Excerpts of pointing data
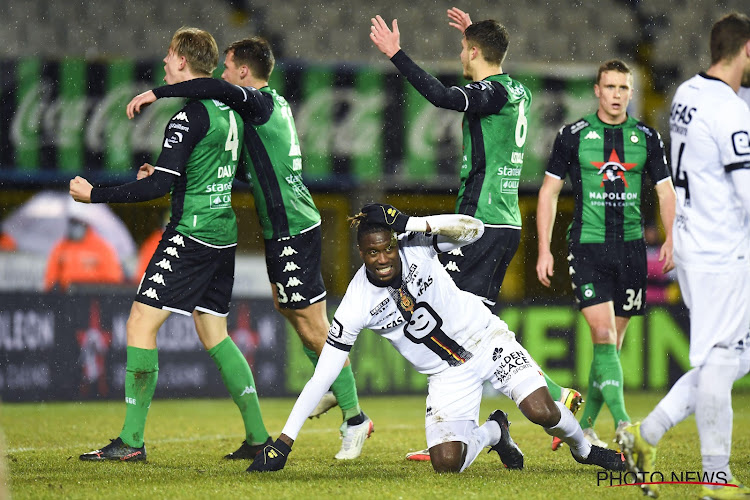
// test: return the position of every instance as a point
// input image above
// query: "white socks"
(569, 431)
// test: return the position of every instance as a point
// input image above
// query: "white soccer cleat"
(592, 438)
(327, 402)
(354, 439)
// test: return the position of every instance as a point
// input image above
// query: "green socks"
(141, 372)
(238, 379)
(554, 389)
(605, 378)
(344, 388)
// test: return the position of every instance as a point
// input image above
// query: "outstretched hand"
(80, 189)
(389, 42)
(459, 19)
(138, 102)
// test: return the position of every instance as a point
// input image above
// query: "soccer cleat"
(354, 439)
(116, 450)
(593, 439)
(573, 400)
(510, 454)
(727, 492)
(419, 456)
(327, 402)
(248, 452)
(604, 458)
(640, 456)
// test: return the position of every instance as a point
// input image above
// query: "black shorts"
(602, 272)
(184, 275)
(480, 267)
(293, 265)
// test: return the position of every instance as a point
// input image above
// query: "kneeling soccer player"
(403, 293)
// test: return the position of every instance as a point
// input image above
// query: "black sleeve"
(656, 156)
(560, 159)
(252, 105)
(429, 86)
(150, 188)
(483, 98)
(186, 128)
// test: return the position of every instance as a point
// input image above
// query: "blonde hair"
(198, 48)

■ Exercise ■
Return every line of the records above verbatim, omitting the pictures.

■ Result of the task ■
// test: return the position of every instance as a point
// input image above
// query: "white socks"
(569, 431)
// test: return the position of every instance as a point
// input image above
// query: "white soccer cleat"
(592, 438)
(327, 402)
(354, 439)
// test: return the position of every instance as a point
// input image above
// query: "green socks"
(141, 372)
(238, 379)
(554, 389)
(605, 378)
(344, 388)
// test: return the position of every instance as a point
// input image above
// query: "outstretched hand"
(80, 189)
(389, 42)
(459, 19)
(138, 102)
// test: return the position of every instance as a point
// input image above
// query: "soccer cleat"
(354, 439)
(116, 450)
(593, 439)
(573, 400)
(510, 454)
(727, 492)
(419, 456)
(327, 402)
(248, 452)
(604, 458)
(640, 456)
// test: return the position of every instance as a point
// input image above
// query: "black shorts"
(602, 272)
(184, 275)
(480, 267)
(293, 265)
// test: return the position of every instance as a point
// input image above
// query: "kneeling soccer player"
(403, 293)
// test: return the position of every instance as a point
// input image above
// query: "black sleeve"
(656, 156)
(560, 159)
(252, 105)
(429, 86)
(150, 188)
(483, 98)
(186, 128)
// test: return the position of every instance as a point
// input image above
// query: "blonde hair"
(198, 48)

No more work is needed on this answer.